• [Activity]: Give back all the data exactly as it was written.

• [Data records]:
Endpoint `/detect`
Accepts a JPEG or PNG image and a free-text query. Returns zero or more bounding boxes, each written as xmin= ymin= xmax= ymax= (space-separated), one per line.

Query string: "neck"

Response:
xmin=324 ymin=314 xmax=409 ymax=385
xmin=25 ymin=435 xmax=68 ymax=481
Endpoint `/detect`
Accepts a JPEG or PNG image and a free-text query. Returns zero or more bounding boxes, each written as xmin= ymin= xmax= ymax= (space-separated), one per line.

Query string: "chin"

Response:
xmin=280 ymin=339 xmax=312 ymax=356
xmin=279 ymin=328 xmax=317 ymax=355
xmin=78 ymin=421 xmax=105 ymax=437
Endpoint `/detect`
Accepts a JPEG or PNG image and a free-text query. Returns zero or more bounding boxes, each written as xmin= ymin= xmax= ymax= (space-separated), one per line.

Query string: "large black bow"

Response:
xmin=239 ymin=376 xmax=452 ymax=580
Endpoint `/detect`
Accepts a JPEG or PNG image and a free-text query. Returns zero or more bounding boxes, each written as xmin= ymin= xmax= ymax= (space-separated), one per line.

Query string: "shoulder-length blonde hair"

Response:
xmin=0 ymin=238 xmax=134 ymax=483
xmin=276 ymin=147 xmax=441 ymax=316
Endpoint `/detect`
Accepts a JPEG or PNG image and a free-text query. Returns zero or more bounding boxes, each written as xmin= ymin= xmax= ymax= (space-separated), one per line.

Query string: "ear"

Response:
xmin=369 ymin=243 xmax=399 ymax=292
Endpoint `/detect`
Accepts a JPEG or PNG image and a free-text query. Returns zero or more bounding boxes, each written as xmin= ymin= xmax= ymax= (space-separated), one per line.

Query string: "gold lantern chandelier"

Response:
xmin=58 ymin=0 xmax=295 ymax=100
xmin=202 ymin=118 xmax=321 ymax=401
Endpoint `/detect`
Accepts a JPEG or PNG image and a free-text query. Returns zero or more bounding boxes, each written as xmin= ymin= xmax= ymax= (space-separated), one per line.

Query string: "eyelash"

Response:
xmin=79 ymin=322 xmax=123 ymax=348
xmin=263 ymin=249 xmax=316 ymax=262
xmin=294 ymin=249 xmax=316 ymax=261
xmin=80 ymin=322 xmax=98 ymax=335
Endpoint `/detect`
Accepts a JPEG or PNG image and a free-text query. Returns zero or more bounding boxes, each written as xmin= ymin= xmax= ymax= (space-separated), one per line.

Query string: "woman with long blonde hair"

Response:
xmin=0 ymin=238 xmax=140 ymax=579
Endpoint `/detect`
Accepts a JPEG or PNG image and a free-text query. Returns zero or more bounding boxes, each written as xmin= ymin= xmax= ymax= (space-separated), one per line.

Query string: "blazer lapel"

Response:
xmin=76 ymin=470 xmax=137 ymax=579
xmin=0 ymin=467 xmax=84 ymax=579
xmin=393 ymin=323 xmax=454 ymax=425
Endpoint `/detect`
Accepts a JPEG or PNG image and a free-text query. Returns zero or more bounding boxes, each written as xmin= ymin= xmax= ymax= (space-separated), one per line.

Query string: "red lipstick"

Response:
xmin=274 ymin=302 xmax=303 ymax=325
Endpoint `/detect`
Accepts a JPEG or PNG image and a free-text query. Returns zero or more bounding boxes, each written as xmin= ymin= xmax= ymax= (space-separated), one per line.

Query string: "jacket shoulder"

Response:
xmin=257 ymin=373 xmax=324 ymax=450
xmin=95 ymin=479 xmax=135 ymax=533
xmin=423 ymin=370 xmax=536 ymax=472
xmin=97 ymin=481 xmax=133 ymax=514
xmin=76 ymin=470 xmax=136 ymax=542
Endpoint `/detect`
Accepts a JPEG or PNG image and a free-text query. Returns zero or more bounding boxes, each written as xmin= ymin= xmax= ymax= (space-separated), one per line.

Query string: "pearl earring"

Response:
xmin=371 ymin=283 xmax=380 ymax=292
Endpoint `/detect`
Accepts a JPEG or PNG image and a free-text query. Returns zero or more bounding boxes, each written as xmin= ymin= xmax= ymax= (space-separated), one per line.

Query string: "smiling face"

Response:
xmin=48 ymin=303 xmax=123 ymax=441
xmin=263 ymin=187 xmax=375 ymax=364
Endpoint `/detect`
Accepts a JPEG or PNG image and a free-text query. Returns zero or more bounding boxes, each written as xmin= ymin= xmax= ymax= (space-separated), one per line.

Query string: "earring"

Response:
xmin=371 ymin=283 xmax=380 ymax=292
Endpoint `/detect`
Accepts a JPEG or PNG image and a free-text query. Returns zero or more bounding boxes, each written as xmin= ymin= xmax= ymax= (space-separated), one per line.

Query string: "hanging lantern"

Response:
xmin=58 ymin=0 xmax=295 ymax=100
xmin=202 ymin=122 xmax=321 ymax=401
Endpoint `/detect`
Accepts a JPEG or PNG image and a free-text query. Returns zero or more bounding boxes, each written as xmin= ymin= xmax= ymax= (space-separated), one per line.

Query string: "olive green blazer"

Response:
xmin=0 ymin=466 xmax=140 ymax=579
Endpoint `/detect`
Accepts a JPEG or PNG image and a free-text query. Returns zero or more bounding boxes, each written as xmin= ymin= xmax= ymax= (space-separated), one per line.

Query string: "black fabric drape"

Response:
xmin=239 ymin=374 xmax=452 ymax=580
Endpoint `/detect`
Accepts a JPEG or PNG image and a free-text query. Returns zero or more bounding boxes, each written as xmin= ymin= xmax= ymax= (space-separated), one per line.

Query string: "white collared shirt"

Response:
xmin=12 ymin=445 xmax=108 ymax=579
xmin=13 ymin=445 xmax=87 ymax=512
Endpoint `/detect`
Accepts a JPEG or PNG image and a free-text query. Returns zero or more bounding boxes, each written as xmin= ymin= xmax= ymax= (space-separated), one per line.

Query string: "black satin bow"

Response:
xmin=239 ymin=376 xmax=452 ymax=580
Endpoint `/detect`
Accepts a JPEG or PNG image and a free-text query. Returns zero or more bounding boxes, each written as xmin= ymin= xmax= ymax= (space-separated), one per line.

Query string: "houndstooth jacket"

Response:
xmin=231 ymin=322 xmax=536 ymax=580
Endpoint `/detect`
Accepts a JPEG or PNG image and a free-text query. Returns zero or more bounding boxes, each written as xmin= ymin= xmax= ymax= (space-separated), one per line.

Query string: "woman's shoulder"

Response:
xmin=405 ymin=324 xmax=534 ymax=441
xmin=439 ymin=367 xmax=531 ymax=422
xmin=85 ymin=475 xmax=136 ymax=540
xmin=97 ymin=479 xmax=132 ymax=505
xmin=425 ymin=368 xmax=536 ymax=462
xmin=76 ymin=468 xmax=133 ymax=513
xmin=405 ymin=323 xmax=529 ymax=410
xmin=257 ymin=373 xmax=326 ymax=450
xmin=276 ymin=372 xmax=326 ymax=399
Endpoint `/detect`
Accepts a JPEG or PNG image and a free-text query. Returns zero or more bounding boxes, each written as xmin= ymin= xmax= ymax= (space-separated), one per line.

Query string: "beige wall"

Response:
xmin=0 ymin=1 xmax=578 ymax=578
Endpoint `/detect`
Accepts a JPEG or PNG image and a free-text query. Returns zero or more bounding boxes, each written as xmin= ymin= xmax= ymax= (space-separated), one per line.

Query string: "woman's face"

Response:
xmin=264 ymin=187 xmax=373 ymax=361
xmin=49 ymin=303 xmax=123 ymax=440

• [Result of this exercise]:
Endpoint `/detect`
Accepts a JPEG or PNG image and a free-text query. Returns zero or more bounding boxes, each written as xmin= ymin= xmax= ymax= (space-separated), one per line.

Query string: "neck"

Response:
xmin=324 ymin=314 xmax=409 ymax=385
xmin=25 ymin=435 xmax=68 ymax=481
Endpoint `/detect`
Accepts a JPEG or PNG image and a free-text query. Returns zero or more bounding boxes, each written as xmin= ymin= xmax= ymax= (space-separated), one per line.

Query string: "chin"

Response:
xmin=280 ymin=339 xmax=312 ymax=356
xmin=279 ymin=328 xmax=317 ymax=355
xmin=78 ymin=421 xmax=105 ymax=437
Endpoint `/detect`
Accepts a JPEG or PNG image and a free-text query. Returns zero or more bounding boxes, each written as xmin= ymin= xmax= ymax= (space-separated), one per line.

Query string: "large black bow"

Response:
xmin=239 ymin=376 xmax=452 ymax=580
Endpoint `/detect`
Accepts a JPEG or PNG image and a free-text query. Returns zero or more bounding boxes, each written as xmin= ymin= xmax= ymax= (space-separated), one per line.

Query string: "shoulder-length blonde hair"

Response:
xmin=0 ymin=238 xmax=134 ymax=483
xmin=276 ymin=147 xmax=441 ymax=316
Endpoint `/detect`
Accepts a JPEG or PNG image and a free-text query. Returns zero or more bounding boxes, each written as xmin= ymin= xmax= ymax= (space-separated), one per line.

Query string: "ear"

Response:
xmin=369 ymin=243 xmax=399 ymax=292
Endpoint `/detect`
Accepts a JPEG or PNG image and a free-text query. Returns zero or more bounding boxes, each written as xmin= ymin= xmax= ymax= (space-separated), one per line.

Query string: "gold lantern chandelier"

Response:
xmin=58 ymin=0 xmax=295 ymax=100
xmin=202 ymin=118 xmax=321 ymax=401
Endpoint `/detect`
Accepts a JPEG or PNG image and a free-text query. Returns zero or more bounding boxes, each written as xmin= ymin= xmax= ymax= (space-separated), one per line.

Query string: "eyelash"

Response:
xmin=79 ymin=322 xmax=123 ymax=348
xmin=263 ymin=249 xmax=316 ymax=262
xmin=294 ymin=249 xmax=316 ymax=261
xmin=80 ymin=322 xmax=98 ymax=335
Endpoint `/detect`
Accepts a JPEG or PNG image and a free-text query. Returns zero or more bounding boxes, each written as xmin= ymin= xmax= ymax= (space-separated), one per line.

Query string: "woman with long blonde hair"

Response:
xmin=0 ymin=238 xmax=140 ymax=579
Endpoint `/detect`
Accepts a JPEG or PNG image and a free-text query. Returns zero or more bounding boxes, each written as xmin= ymin= xmax= ymax= (space-separated), one per line.

Query string: "blazer lapel"

Response:
xmin=76 ymin=470 xmax=137 ymax=579
xmin=0 ymin=467 xmax=84 ymax=579
xmin=393 ymin=323 xmax=454 ymax=425
Endpoint `/detect`
Accepts a JPEG or PNG image and a free-text query. Returns zero or more bounding boxes, each written as xmin= ymin= xmax= ymax= (space-separated), one per line.

Query string: "red lipstick"

Response:
xmin=274 ymin=302 xmax=303 ymax=325
Endpoint `/detect`
Accepts a JPEG or PNG image and a free-text query. Returns zero or more bounding boxes, each written as xmin= ymin= xmax= ymax= (space-separated), one per line.

Query string: "jacket shoulder"

Response:
xmin=257 ymin=373 xmax=324 ymax=450
xmin=95 ymin=479 xmax=135 ymax=533
xmin=423 ymin=370 xmax=536 ymax=472
xmin=97 ymin=481 xmax=133 ymax=514
xmin=76 ymin=470 xmax=136 ymax=542
Endpoint `/detect`
Accepts a JPEG or PNG image and a free-text query. Returns zero or more bounding boxes, each written as xmin= ymin= xmax= ymax= (space-separated), one per line.

Query string: "pearl earring"

Response:
xmin=371 ymin=283 xmax=380 ymax=292
Endpoint `/detect`
Accepts a JPEG or PNG image and a free-text query. Returns zero or more bounding boxes, each written as xmin= ymin= xmax= ymax= (space-separated), one per line.

Query string: "smiling face"

Response:
xmin=48 ymin=303 xmax=123 ymax=441
xmin=263 ymin=187 xmax=375 ymax=364
Endpoint `/detect`
Accepts a JPEG or PNG image and a free-text query. Returns zero or more bounding boxes, each written as xmin= ymin= xmax= ymax= (space-separated), one per line.

Query string: "earring"

Response:
xmin=371 ymin=283 xmax=380 ymax=292
Endpoint `/detect`
Accepts a JPEG or PNG image and a free-text query. Returns zero or more bounding boxes, each written as xmin= ymin= xmax= ymax= (space-separated), one per line.

Query string: "hanging lantern"

Response:
xmin=58 ymin=0 xmax=295 ymax=100
xmin=202 ymin=122 xmax=321 ymax=401
Endpoint `/detect`
Accepts a JPEG or PNG image and a free-text query. Returns zero or more bounding boxes, each written as xmin= ymin= xmax= ymax= (space-separated), one per line.

Query string: "olive green blazer"

Response:
xmin=0 ymin=466 xmax=140 ymax=579
Endpoint `/detect`
Accepts a JPEG or PNG image and a free-text query. Returns zero or more bounding boxes, each written as xmin= ymin= xmax= ymax= (space-separated), one per line.

Query string: "black fabric drape"

Response:
xmin=239 ymin=374 xmax=452 ymax=580
Endpoint `/detect`
Accepts a JPEG or PNG image and a free-text query. Returns zero or more bounding boxes, each written as xmin= ymin= xmax= ymax= (space-separated), one per line.

Query string: "white collared shirt"

Response:
xmin=12 ymin=445 xmax=108 ymax=579
xmin=13 ymin=445 xmax=87 ymax=512
Endpoint `/detect`
Accepts a JPEG or PNG image and a free-text query. Returns zero or more bounding boxes, each written as xmin= ymin= xmax= ymax= (space-separated), one per line.

Query string: "black satin bow"

Response:
xmin=239 ymin=376 xmax=452 ymax=580
Endpoint `/detect`
Accepts a JPEG or PNG image and a free-text query. Returns zero or more bounding boxes, each written as xmin= ymin= xmax= ymax= (space-separated), one per line.

Query string: "houndstooth jacket"

Response:
xmin=231 ymin=322 xmax=536 ymax=580
Endpoint `/detect`
Accepts a JPEG or PNG image and a free-text query. Returns zero or more bounding boxes, each written as xmin= ymin= xmax= ymax= (space-separated), one per line.

Query string: "woman's shoulder"

Response:
xmin=405 ymin=324 xmax=534 ymax=441
xmin=439 ymin=367 xmax=531 ymax=422
xmin=85 ymin=475 xmax=136 ymax=540
xmin=97 ymin=479 xmax=132 ymax=505
xmin=425 ymin=368 xmax=536 ymax=462
xmin=76 ymin=468 xmax=133 ymax=513
xmin=405 ymin=323 xmax=529 ymax=410
xmin=257 ymin=373 xmax=326 ymax=450
xmin=276 ymin=372 xmax=326 ymax=399
Endpoint `/detect`
Accepts a JPEG or PNG image and a free-text query. Returns zero or more bounding boxes, each written as xmin= ymin= xmax= ymax= (space-separated), one per line.

Query string: "beige wall"

Response:
xmin=0 ymin=1 xmax=578 ymax=578
Endpoint `/detect`
Accepts a JPEG or PNG image and a free-text query. Returns zero or more bounding boxes, each written as xmin= ymin= xmax= ymax= (space-separated), one per line.

Query string: "woman's face"

Response:
xmin=264 ymin=187 xmax=373 ymax=361
xmin=49 ymin=303 xmax=123 ymax=440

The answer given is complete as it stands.